*Task prompt:* Reproduce every line of the entries from the start through the line containing "point(12, 206)", both ends included, and shift each coordinate in the answer points by -20. Leave the pictures out.

*Supplied entries:*
* * *

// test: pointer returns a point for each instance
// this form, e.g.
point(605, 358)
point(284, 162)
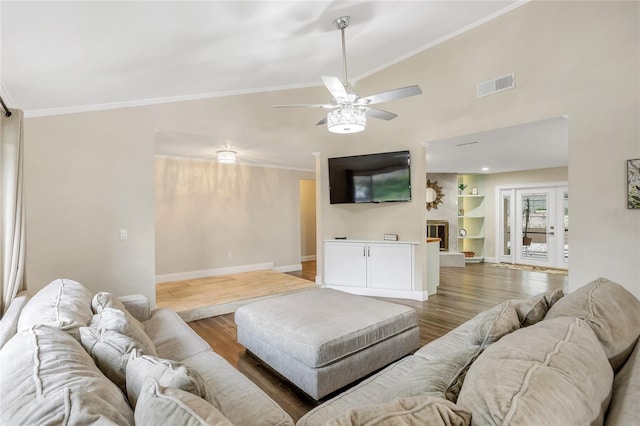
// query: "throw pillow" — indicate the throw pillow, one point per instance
point(168, 373)
point(552, 373)
point(110, 350)
point(612, 312)
point(441, 377)
point(48, 378)
point(498, 321)
point(105, 300)
point(117, 320)
point(63, 304)
point(424, 410)
point(160, 405)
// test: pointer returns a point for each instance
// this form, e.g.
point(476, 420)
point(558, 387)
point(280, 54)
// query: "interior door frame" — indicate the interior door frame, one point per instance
point(560, 189)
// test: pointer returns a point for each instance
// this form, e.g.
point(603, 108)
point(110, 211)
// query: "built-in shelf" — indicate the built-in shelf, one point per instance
point(471, 210)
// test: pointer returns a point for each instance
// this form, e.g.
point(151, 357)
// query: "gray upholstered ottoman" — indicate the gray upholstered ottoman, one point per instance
point(323, 339)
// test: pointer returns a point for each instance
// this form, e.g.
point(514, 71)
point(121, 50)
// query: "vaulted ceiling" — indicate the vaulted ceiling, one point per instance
point(63, 57)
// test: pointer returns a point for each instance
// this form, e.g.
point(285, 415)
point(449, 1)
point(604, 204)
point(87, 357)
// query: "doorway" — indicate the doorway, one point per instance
point(534, 226)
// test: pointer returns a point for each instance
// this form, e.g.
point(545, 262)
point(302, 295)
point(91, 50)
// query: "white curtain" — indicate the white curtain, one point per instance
point(12, 206)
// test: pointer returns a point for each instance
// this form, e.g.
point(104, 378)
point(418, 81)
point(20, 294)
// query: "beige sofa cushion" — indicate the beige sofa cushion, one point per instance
point(105, 300)
point(491, 325)
point(160, 405)
point(110, 350)
point(425, 410)
point(172, 337)
point(121, 322)
point(47, 378)
point(441, 377)
point(9, 321)
point(625, 400)
point(167, 373)
point(612, 312)
point(63, 304)
point(552, 373)
point(534, 309)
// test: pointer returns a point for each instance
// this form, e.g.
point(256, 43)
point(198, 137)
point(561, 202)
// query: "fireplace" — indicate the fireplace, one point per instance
point(439, 229)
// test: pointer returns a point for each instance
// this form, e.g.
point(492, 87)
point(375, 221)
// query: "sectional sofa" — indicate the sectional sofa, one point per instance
point(70, 357)
point(547, 360)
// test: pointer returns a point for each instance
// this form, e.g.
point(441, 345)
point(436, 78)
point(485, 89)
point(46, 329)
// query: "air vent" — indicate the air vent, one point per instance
point(496, 85)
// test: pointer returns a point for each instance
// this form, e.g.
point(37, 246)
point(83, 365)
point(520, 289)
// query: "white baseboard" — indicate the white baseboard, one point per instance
point(189, 275)
point(288, 268)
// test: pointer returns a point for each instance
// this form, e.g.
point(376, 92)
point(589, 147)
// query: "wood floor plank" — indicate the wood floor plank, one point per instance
point(463, 293)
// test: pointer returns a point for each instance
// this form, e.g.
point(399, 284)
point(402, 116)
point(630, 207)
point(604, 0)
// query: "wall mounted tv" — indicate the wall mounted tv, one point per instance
point(371, 178)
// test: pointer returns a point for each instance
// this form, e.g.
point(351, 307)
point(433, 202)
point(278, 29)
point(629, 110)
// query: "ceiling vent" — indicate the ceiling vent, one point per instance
point(496, 85)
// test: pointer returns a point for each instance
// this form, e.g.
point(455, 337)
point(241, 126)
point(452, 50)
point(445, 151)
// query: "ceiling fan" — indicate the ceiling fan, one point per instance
point(348, 112)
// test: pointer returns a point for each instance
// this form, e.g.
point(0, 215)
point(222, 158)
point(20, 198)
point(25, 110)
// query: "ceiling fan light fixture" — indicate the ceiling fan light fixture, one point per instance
point(226, 156)
point(347, 119)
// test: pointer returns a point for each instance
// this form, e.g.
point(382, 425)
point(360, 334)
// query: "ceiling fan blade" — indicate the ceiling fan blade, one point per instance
point(378, 113)
point(390, 95)
point(335, 87)
point(326, 106)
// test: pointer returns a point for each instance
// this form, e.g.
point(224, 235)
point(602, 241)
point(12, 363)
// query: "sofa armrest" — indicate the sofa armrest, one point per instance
point(138, 305)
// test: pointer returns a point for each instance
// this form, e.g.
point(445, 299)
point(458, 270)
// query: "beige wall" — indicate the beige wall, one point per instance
point(575, 58)
point(88, 175)
point(556, 175)
point(211, 215)
point(308, 218)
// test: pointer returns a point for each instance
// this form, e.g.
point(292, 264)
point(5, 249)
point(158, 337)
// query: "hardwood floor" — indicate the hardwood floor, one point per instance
point(463, 293)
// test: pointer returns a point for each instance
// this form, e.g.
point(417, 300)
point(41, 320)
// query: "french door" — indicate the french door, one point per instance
point(534, 226)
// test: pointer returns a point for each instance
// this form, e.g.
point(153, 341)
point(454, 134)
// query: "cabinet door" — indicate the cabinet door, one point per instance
point(390, 266)
point(345, 264)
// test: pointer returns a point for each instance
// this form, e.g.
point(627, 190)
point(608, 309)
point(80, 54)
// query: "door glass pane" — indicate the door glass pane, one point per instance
point(534, 226)
point(506, 225)
point(565, 207)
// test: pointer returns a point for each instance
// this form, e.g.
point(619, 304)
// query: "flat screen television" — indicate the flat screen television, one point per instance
point(370, 178)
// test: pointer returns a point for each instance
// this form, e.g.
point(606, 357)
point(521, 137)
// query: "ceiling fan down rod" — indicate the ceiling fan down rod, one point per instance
point(342, 23)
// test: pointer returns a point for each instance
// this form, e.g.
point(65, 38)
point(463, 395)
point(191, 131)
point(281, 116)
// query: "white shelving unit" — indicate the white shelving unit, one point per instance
point(471, 210)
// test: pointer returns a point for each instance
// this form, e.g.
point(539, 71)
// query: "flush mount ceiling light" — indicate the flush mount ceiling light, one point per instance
point(348, 111)
point(347, 119)
point(226, 156)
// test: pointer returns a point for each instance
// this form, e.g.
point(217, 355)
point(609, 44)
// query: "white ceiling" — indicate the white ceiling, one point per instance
point(61, 57)
point(75, 54)
point(537, 145)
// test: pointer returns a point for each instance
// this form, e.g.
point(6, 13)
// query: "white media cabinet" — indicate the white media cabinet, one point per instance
point(373, 268)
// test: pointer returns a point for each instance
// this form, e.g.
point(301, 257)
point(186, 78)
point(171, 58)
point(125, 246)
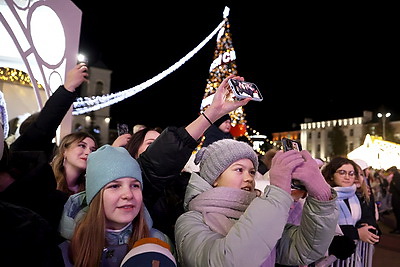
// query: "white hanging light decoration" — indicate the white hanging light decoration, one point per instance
point(88, 104)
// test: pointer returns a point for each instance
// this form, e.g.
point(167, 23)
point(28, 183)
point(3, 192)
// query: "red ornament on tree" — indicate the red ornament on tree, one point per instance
point(238, 130)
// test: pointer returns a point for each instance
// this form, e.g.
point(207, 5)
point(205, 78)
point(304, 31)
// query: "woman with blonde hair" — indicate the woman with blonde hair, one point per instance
point(69, 162)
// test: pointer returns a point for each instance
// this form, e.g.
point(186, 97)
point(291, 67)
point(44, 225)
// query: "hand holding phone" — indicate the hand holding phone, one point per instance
point(289, 144)
point(242, 90)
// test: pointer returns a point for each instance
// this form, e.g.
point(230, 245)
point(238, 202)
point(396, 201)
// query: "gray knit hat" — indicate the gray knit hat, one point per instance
point(107, 164)
point(218, 156)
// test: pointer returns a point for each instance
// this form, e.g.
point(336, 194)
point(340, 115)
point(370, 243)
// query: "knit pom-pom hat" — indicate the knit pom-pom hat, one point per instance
point(218, 156)
point(107, 164)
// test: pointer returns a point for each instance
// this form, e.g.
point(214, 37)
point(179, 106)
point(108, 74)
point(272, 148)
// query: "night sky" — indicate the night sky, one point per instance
point(316, 61)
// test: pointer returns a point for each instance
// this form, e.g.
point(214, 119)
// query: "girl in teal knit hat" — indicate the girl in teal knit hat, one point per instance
point(116, 217)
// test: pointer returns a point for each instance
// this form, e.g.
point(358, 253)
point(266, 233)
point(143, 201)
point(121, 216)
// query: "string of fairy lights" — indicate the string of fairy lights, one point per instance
point(222, 66)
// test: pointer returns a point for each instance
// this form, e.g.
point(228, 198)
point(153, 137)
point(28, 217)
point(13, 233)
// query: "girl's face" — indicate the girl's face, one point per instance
point(122, 200)
point(226, 126)
point(148, 139)
point(76, 155)
point(358, 180)
point(344, 176)
point(239, 174)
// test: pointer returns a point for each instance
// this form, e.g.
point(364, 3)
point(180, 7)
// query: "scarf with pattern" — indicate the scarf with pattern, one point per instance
point(222, 206)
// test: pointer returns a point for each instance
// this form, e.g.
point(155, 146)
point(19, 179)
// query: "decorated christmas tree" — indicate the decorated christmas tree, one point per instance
point(222, 66)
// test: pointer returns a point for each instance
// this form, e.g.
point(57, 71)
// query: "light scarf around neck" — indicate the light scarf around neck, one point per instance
point(348, 216)
point(222, 206)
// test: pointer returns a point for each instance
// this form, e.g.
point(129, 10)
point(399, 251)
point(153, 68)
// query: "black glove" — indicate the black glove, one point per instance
point(342, 247)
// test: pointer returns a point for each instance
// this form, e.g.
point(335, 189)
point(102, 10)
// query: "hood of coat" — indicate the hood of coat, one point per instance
point(195, 187)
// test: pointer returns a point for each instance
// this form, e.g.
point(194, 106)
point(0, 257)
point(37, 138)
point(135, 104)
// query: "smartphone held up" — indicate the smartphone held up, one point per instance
point(289, 144)
point(242, 90)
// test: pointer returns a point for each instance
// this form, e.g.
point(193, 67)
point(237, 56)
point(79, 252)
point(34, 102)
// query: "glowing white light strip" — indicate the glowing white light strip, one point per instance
point(87, 104)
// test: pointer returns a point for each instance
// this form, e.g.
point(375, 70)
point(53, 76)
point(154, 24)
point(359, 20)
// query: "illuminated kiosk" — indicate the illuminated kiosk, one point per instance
point(378, 153)
point(40, 38)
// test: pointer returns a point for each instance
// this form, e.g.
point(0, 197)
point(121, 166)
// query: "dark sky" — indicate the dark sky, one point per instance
point(317, 61)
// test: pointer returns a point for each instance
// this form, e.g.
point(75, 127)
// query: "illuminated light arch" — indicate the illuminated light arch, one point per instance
point(88, 104)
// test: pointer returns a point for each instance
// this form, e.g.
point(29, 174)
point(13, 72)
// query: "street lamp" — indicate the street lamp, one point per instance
point(384, 116)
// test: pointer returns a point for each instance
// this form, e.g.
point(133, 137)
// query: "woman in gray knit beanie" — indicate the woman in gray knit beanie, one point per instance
point(226, 222)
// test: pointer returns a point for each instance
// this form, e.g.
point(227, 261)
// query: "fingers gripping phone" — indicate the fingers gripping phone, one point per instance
point(122, 129)
point(242, 90)
point(289, 144)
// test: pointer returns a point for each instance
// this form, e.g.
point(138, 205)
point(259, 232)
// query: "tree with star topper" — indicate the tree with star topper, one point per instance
point(222, 66)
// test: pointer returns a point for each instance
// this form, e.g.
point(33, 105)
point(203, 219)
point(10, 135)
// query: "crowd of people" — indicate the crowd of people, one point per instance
point(78, 204)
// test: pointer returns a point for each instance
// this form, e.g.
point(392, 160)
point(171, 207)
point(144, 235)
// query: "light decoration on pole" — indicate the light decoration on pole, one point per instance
point(384, 116)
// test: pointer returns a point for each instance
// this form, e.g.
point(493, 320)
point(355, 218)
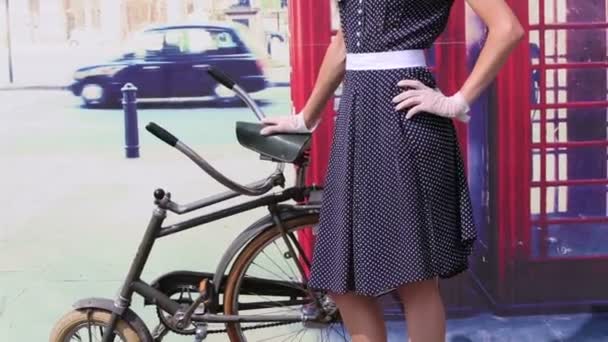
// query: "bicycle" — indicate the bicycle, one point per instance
point(256, 293)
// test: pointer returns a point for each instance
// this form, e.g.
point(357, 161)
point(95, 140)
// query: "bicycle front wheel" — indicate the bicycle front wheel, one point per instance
point(265, 281)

* * *

*Answer below:*
// test: pointer returns a point for each instance
// this form, e.g.
point(605, 358)
point(284, 162)
// query: "throw pillow" — indicate the throw pillow, one point per instance
point(148, 353)
point(532, 353)
point(90, 330)
point(592, 292)
point(421, 357)
point(28, 358)
point(478, 301)
point(85, 280)
point(97, 300)
point(43, 284)
point(404, 390)
point(140, 385)
// test: pointer returns a point for each instance
// this form, e.g.
point(476, 420)
point(558, 387)
point(280, 54)
// query: "interior door frame" — indicate the interior door frame, one point per instance
point(540, 169)
// test: pointer returns a point for each instance
// this form, e.g.
point(603, 108)
point(110, 211)
// query: "built-in shelf" — indicate the built-in shelf, one point per instance
point(451, 190)
// test: pointer returns a point for each instance
// this form, e.g.
point(151, 357)
// query: "gray upholstered ottoman" — indicate the gray upholstered ottoman, one point per instance
point(303, 319)
// test: pointer returns a point for each instance
// this form, e.g.
point(514, 71)
point(121, 50)
// query: "vaulted ceiling" — indicate the vaulted ceiling, one point per instance
point(43, 37)
// test: pointer returns a point for each instance
// this form, e.g.
point(285, 415)
point(449, 1)
point(604, 204)
point(87, 357)
// query: "doorway" — indicate the doorway, one point per instance
point(514, 206)
// test: pointer returns a point for each instance
// this form, e.g.
point(545, 262)
point(302, 295)
point(91, 50)
// query: "white curtain" — indicate the white curtain, one point per instance
point(-8, 186)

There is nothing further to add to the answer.